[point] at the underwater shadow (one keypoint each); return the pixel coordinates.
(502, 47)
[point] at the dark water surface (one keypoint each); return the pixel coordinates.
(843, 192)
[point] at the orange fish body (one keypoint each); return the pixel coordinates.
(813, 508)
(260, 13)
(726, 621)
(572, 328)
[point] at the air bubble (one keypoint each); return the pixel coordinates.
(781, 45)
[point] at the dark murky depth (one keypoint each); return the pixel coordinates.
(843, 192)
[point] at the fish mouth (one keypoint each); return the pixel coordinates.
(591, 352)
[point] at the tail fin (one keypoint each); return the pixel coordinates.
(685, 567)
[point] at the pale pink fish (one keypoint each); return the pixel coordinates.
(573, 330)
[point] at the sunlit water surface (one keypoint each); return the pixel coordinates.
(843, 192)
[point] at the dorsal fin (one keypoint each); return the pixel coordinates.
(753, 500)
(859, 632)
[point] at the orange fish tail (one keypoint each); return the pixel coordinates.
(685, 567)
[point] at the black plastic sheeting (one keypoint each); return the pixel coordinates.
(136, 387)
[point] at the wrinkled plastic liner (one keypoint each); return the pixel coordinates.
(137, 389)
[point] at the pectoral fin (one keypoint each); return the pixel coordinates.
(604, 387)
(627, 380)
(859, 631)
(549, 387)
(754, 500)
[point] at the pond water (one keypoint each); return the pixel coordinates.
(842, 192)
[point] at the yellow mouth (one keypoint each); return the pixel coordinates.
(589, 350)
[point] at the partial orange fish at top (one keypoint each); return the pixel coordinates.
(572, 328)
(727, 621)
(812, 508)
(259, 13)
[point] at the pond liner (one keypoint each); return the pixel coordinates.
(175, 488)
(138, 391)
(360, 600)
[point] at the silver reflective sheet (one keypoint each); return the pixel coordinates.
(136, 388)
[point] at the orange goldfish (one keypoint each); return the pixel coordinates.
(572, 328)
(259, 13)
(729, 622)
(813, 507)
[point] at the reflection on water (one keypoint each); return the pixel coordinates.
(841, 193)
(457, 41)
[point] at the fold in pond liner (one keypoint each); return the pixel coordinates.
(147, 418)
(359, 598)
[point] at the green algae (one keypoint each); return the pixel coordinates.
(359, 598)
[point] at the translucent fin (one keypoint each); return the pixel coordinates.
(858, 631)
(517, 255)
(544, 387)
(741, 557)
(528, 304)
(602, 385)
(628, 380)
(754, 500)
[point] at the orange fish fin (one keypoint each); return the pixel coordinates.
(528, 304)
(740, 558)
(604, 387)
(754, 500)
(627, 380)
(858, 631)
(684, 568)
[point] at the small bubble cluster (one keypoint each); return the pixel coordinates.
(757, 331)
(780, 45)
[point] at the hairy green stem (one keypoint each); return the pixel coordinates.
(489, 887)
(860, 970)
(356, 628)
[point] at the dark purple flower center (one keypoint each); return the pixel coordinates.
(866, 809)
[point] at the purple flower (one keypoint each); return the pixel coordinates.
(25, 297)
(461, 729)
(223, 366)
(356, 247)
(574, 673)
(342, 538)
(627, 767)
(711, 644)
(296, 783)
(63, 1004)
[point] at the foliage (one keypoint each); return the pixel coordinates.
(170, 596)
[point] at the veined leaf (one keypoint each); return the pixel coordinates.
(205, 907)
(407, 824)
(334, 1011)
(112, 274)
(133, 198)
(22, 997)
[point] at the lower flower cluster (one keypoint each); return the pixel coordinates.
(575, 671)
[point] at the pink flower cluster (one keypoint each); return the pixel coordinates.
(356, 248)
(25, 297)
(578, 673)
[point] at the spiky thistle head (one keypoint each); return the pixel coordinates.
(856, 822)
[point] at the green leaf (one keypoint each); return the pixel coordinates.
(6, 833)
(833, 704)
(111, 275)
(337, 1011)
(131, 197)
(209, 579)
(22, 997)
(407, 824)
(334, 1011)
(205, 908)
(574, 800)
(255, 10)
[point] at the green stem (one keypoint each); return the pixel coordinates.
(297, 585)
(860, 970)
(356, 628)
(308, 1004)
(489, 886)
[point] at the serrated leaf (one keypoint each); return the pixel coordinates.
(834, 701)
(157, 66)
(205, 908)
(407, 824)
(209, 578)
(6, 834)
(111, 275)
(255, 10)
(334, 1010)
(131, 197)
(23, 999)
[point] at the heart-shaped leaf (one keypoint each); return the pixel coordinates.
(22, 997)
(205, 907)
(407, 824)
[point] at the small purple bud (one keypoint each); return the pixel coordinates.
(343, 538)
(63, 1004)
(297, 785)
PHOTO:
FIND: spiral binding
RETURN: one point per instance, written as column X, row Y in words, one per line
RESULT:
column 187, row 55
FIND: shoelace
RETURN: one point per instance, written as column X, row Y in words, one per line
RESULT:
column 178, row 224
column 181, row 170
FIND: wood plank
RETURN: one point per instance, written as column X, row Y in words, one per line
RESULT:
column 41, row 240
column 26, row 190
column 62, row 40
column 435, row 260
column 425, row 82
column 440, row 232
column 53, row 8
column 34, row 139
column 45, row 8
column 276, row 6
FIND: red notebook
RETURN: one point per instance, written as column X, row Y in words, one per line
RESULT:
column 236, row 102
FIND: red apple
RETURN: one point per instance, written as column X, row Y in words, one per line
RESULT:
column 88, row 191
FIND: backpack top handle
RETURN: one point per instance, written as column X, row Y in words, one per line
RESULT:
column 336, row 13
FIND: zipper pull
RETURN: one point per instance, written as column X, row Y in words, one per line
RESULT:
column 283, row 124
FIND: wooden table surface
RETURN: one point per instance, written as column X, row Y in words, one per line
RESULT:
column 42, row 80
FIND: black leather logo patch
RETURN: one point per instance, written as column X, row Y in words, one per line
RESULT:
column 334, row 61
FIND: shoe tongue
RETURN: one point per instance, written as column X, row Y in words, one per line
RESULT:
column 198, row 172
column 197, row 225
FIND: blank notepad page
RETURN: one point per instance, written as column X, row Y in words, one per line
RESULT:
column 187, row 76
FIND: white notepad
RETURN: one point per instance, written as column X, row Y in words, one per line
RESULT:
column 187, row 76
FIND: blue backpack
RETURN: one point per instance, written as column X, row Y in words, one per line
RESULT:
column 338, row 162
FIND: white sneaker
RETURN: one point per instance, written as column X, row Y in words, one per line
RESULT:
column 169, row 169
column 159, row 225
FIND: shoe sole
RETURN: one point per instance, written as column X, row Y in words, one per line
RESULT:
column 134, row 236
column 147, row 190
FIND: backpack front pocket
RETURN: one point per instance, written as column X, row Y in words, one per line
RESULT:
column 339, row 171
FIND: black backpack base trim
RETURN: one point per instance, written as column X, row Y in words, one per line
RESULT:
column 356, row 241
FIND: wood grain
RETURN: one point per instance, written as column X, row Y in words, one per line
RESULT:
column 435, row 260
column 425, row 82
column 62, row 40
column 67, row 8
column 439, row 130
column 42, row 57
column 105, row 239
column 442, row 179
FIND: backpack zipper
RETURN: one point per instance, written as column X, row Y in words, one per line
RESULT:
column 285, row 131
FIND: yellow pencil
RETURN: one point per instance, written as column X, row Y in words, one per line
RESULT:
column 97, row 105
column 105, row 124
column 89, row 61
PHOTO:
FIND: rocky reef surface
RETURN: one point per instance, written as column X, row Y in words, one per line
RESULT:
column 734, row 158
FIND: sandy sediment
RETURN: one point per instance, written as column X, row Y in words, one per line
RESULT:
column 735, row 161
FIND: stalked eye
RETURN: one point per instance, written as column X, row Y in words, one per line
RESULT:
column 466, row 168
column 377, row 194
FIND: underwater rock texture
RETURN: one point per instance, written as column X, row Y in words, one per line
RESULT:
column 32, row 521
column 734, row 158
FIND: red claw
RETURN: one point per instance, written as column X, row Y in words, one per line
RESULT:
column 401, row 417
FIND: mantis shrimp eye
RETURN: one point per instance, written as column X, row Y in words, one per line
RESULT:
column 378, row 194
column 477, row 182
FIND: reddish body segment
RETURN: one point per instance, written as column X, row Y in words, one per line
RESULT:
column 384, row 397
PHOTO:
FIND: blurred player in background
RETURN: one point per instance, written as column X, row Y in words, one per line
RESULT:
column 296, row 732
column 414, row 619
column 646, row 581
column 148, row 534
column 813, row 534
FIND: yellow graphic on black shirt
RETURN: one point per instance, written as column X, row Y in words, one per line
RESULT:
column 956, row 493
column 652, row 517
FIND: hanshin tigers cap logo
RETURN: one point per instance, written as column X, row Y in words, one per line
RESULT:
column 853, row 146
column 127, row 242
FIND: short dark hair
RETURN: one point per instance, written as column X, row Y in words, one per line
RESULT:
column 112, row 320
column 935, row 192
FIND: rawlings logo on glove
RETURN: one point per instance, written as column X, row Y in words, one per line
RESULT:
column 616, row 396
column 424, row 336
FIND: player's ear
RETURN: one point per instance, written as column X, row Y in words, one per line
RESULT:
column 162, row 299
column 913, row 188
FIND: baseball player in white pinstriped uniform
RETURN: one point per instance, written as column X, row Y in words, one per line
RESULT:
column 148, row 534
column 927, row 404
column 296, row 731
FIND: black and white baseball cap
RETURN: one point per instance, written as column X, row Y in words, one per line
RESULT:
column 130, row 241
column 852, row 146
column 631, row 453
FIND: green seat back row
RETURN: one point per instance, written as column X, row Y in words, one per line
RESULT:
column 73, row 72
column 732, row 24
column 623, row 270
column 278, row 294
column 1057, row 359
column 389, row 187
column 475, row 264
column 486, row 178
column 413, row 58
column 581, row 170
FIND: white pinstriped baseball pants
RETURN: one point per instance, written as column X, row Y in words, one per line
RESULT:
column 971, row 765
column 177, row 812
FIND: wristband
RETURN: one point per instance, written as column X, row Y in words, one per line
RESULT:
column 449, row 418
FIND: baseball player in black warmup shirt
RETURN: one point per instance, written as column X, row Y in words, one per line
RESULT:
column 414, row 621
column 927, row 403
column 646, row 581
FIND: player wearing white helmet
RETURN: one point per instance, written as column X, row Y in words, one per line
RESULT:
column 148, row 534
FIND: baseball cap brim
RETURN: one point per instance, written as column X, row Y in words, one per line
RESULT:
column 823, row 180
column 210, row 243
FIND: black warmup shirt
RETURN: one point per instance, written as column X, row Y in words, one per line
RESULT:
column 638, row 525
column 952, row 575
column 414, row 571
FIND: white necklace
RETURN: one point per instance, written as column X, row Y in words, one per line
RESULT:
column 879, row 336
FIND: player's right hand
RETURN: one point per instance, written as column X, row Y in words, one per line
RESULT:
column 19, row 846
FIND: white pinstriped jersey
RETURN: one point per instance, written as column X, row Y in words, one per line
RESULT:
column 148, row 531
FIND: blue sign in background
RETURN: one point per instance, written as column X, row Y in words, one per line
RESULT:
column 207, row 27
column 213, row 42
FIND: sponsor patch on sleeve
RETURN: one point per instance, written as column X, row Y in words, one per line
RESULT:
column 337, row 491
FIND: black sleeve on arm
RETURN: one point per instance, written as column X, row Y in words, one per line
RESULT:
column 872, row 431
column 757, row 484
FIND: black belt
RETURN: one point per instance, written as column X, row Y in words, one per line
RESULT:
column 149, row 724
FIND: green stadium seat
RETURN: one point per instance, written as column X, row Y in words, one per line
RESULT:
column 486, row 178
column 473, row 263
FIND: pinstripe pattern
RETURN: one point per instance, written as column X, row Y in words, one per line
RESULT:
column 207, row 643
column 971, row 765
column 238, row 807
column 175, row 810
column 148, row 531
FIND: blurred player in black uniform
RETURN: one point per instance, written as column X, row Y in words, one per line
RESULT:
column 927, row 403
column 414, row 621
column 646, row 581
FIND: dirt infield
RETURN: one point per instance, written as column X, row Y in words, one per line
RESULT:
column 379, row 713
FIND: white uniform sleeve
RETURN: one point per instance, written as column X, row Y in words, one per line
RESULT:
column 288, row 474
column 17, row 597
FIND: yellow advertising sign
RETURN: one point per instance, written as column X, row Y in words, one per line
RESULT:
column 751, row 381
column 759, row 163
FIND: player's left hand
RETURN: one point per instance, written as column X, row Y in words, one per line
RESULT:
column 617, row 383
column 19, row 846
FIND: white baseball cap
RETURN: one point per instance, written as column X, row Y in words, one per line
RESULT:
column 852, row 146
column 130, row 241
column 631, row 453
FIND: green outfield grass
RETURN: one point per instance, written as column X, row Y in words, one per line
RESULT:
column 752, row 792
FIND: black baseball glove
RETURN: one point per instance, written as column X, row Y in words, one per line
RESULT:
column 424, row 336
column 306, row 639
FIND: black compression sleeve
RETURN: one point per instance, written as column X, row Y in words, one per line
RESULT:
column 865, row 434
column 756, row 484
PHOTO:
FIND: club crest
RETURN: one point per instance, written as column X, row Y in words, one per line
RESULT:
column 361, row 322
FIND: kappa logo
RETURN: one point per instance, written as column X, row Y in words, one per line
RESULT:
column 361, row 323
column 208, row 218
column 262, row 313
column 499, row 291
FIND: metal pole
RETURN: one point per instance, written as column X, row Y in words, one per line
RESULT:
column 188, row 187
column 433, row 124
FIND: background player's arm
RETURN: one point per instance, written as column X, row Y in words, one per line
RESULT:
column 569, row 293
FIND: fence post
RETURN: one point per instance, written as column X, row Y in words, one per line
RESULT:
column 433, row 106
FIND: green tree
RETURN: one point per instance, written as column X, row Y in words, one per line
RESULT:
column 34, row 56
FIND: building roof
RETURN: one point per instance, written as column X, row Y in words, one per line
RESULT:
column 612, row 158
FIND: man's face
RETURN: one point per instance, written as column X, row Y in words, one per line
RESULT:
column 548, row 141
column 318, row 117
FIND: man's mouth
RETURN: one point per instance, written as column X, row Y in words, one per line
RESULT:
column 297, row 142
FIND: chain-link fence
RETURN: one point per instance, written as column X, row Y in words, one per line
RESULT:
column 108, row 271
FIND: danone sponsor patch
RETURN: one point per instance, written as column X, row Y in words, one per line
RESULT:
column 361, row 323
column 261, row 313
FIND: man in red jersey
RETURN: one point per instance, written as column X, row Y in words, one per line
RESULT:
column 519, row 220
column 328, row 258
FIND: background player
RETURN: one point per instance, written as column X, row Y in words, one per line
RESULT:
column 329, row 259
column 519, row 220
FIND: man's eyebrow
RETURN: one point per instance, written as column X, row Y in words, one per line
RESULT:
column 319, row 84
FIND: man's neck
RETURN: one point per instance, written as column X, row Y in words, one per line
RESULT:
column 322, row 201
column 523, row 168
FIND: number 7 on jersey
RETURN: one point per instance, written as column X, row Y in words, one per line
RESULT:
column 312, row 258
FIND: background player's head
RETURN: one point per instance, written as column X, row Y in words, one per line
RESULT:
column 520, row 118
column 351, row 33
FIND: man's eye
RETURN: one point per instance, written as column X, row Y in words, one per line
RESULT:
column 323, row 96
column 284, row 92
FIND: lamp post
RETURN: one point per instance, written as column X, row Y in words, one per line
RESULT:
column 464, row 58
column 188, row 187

□ □ □

Which lines of the material contain "notepad"? List them.

- Answer space:
FIND: blank notepad page
FIND: white notepad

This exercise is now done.